SET PROBLEM
Extract the listing in its entirety, keeping each line identical to the original.

DATASET ROWS
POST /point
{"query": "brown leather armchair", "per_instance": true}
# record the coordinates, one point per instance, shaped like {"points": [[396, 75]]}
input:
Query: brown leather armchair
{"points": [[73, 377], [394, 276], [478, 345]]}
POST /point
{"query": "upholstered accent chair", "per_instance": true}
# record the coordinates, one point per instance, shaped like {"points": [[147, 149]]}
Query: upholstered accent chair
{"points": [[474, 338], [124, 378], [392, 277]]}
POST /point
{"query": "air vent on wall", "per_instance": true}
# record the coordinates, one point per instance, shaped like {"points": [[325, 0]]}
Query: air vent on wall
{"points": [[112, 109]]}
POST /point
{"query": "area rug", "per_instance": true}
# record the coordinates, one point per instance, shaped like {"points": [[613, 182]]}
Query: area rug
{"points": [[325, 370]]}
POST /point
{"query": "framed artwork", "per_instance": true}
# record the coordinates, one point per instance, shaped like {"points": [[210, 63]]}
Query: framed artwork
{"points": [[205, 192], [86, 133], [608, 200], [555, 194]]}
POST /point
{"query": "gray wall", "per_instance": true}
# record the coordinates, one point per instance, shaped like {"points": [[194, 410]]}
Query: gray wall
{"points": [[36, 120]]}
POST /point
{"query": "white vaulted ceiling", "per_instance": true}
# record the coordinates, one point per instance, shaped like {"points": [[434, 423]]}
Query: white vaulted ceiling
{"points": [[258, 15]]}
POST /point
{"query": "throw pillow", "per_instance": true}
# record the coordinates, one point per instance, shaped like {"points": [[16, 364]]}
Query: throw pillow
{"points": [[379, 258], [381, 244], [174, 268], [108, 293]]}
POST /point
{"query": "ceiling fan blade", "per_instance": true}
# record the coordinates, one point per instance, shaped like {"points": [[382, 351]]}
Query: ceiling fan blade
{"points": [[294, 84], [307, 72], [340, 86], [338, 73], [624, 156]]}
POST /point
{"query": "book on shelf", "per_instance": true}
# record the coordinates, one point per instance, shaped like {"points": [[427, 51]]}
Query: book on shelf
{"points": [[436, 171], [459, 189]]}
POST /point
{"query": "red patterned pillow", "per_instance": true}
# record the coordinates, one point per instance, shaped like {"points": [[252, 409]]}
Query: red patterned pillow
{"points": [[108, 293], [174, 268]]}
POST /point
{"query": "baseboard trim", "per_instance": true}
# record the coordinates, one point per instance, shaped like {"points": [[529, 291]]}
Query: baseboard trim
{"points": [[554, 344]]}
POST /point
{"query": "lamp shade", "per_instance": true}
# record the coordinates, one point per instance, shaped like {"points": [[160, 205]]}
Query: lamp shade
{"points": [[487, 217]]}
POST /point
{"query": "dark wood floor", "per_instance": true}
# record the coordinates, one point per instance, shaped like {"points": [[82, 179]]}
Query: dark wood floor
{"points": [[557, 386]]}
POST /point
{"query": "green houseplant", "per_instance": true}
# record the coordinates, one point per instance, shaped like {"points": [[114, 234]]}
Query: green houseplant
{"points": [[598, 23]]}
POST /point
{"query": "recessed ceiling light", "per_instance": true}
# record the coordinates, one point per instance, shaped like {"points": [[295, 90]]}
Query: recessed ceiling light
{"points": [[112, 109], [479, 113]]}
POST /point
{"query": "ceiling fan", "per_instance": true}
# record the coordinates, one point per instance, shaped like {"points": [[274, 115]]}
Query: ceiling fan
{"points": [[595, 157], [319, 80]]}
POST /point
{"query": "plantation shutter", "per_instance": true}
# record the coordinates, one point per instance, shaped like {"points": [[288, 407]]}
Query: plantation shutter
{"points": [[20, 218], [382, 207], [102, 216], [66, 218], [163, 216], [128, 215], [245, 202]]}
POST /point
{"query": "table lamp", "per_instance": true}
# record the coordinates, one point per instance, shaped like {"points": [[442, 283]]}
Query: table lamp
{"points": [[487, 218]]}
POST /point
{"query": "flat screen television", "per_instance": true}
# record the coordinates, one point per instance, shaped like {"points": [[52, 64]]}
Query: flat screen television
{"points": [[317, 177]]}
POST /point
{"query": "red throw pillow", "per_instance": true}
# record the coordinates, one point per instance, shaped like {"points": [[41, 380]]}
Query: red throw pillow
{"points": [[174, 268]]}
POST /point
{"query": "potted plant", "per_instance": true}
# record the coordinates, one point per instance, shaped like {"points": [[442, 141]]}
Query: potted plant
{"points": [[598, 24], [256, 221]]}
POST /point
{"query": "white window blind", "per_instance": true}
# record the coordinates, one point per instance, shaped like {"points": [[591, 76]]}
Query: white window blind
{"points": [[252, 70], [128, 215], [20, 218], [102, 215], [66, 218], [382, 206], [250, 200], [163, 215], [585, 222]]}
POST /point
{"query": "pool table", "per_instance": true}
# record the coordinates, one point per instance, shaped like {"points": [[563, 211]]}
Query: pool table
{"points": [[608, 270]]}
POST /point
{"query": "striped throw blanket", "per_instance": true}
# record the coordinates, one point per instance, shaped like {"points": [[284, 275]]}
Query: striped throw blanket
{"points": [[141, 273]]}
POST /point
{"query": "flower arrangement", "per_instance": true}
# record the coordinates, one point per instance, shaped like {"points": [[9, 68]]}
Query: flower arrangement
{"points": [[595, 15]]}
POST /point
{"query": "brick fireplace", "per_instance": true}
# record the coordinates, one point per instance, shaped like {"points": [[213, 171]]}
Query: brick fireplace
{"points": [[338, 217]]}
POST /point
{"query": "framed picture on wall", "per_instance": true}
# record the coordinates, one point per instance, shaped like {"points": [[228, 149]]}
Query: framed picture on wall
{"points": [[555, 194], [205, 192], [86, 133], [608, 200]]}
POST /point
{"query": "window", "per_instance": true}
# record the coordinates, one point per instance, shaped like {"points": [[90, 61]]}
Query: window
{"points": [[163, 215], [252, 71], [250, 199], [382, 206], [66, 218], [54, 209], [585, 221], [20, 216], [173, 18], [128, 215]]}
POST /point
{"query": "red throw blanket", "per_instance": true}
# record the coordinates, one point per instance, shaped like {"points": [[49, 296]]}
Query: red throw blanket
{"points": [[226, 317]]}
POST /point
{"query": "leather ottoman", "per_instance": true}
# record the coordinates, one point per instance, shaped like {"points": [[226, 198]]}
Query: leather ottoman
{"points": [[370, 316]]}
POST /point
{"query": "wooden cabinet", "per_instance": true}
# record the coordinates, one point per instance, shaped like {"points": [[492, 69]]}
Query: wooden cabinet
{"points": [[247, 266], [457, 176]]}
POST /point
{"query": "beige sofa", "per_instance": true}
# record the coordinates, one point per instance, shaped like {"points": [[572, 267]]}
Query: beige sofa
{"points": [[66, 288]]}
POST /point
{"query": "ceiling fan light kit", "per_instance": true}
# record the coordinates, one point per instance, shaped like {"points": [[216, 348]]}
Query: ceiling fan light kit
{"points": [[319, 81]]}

EXPECTED OUTPUT
POST /point
{"query": "brown leather armchair", "per_instance": true}
# record the coordinates, one point per instance, shaped like {"points": [[396, 75]]}
input:
Query: brown leather armchair
{"points": [[73, 377], [394, 276], [478, 345]]}
POST /point
{"query": "upholstered accent chair", "per_instance": true}
# record the coordinates, one point per instance, shaped like {"points": [[147, 149]]}
Query: upholstered accent chair
{"points": [[474, 338], [124, 378], [392, 277]]}
POST /point
{"query": "air vent on wall", "per_instance": true}
# record the coordinates, one point per instance, shaped like {"points": [[325, 0]]}
Query: air vent on wall
{"points": [[112, 109]]}
POST /point
{"query": "area rug", "per_instance": true}
# record the coordinates, one point per instance, shaped like {"points": [[613, 182]]}
Query: area rug
{"points": [[325, 370]]}
POST /point
{"query": "framed artwork", "per_instance": true}
# record the coordinates, one point per instance, shaped like {"points": [[210, 63]]}
Query: framed artwork
{"points": [[205, 192], [86, 133], [608, 200], [555, 194]]}
POST /point
{"query": "gray wall", "per_instance": true}
# record the coordinates, one point per instance, shaped like {"points": [[194, 410]]}
Query: gray wall
{"points": [[36, 120]]}
POST /point
{"query": "white vaulted ceiling", "per_instance": true}
# record the coordinates, one point per instance, shaped like {"points": [[434, 423]]}
Query: white vaulted ceiling
{"points": [[258, 15]]}
POST /point
{"query": "throw pillow", "per_instance": true}
# record the coordinates, one point per instance, shaped like {"points": [[16, 364]]}
Query: throw pillow
{"points": [[379, 258], [381, 244], [174, 268], [108, 293]]}
POST /point
{"query": "ceiling fan blade", "per_instance": true}
# record the coordinates, one point per instance, shaped like {"points": [[382, 351]]}
Query: ceiling fan blade
{"points": [[294, 84], [307, 72], [340, 86], [338, 73], [624, 156]]}
POST /point
{"query": "book on shelf", "per_instance": true}
# record the coordinates, one point per instance, shaped like {"points": [[427, 51]]}
Query: book on shelf
{"points": [[436, 171], [459, 189]]}
POST /point
{"query": "red patterned pillow", "per_instance": true}
# record the coordinates, one point per instance, shaped like {"points": [[252, 409]]}
Query: red patterned pillow
{"points": [[108, 293], [174, 268]]}
POST /point
{"query": "baseboard trim", "per_instance": true}
# record the coordinates, one point per instance, shaped like {"points": [[529, 291]]}
Query: baseboard trim
{"points": [[554, 344]]}
POST /point
{"query": "lamp shade", "per_instance": true}
# record the coordinates, one point per instance, shaped like {"points": [[160, 205]]}
Query: lamp shade
{"points": [[487, 217]]}
POST /point
{"query": "dark wood floor", "per_instance": true}
# record the coordinates, one point per instance, shaped like {"points": [[82, 179]]}
Query: dark wood floor
{"points": [[557, 386]]}
POST /point
{"query": "green houseplant", "per_instance": true}
# record the coordinates, one point per instance, shaped like {"points": [[114, 234]]}
Query: green houseplant
{"points": [[598, 23]]}
POST /point
{"query": "recessed ceiling light", "per_instance": true}
# record the coordinates, one point per instance, shaped like {"points": [[295, 90]]}
Query: recessed ceiling light
{"points": [[112, 109], [479, 113]]}
POST /point
{"query": "ceiling fan", "per_instance": true}
# record the coordinates, one point per instance, shaped like {"points": [[274, 115]]}
Query: ceiling fan
{"points": [[595, 157], [319, 80]]}
POST /point
{"query": "plantation shutter", "per_instance": true}
# record the coordinates, one point per instance, shaped like {"points": [[288, 407]]}
Query: plantation shutter
{"points": [[20, 218], [382, 207], [102, 216], [66, 218], [163, 216], [128, 215], [245, 202]]}
POST /point
{"query": "table lamp", "per_instance": true}
# record the coordinates, one point per instance, shaped like {"points": [[442, 283]]}
Query: table lamp
{"points": [[487, 218]]}
POST /point
{"query": "flat screen television", "per_instance": true}
# record the coordinates, one point per instance, shaped like {"points": [[52, 64]]}
Query: flat screen television
{"points": [[317, 177]]}
POST /point
{"query": "red throw pillow", "per_instance": true}
# record the coordinates, one point per instance, shaped like {"points": [[41, 380]]}
Query: red throw pillow
{"points": [[174, 268]]}
POST /point
{"query": "potted plant", "per_instance": true}
# record the coordinates, one point per instance, shaped like {"points": [[442, 141]]}
Query: potted plant
{"points": [[598, 24], [256, 221]]}
POST /point
{"query": "white window blind", "per_instance": true}
# record the coordinates, one point per instance, shaped like {"points": [[591, 76]]}
Query: white window blind
{"points": [[252, 70], [128, 215], [20, 218], [102, 215], [66, 218], [382, 206], [250, 200], [163, 215], [585, 222]]}
POST /point
{"query": "pool table", "per_instance": true}
# record the coordinates, one point per instance, shaped like {"points": [[563, 211]]}
Query: pool table
{"points": [[608, 270]]}
POST /point
{"query": "striped throw blanket", "per_instance": true}
# record the coordinates, one point per instance, shaped like {"points": [[284, 275]]}
Query: striped throw blanket
{"points": [[141, 273]]}
POST /point
{"query": "flower arrangement", "per_instance": true}
# record the coordinates, one point per instance, shaped like {"points": [[9, 68]]}
Query: flower arrangement
{"points": [[595, 15]]}
POST /point
{"query": "brick fireplace", "per_instance": true}
# record the coordinates, one point per instance, shaped like {"points": [[213, 171]]}
Query: brick fireplace
{"points": [[338, 217]]}
POST /point
{"query": "framed picture on wall", "per_instance": true}
# record the coordinates, one point per instance, shaped like {"points": [[228, 149]]}
Query: framed picture on wall
{"points": [[555, 194], [205, 192], [86, 133], [608, 200]]}
POST /point
{"query": "window", "per_instance": true}
# record the coordinates, one point per instance, shaped like {"points": [[90, 61]]}
Query: window
{"points": [[163, 215], [252, 71], [250, 199], [382, 206], [66, 218], [54, 209], [585, 221], [20, 216], [173, 18], [128, 215]]}
POST /point
{"query": "red throw blanket", "per_instance": true}
# record the coordinates, one point per instance, shaped like {"points": [[49, 296]]}
Query: red throw blanket
{"points": [[226, 317]]}
POST /point
{"query": "leather ottoman", "per_instance": true}
# record the coordinates, one point per instance, shaped like {"points": [[226, 198]]}
Query: leather ottoman
{"points": [[370, 316]]}
POST /point
{"query": "wooden cabinet", "per_instance": true}
# record the coordinates, one point per instance, shaped like {"points": [[492, 69]]}
Query: wooden cabinet
{"points": [[247, 266], [457, 176]]}
POST /point
{"query": "beige sofa", "per_instance": true}
# record the coordinates, one point per instance, shaped like {"points": [[572, 267]]}
Query: beige sofa
{"points": [[66, 288]]}
POST /point
{"query": "ceiling fan light kit", "per_instance": true}
# record the coordinates, one point per instance, shaped like {"points": [[216, 348]]}
Query: ceiling fan light kit
{"points": [[319, 81]]}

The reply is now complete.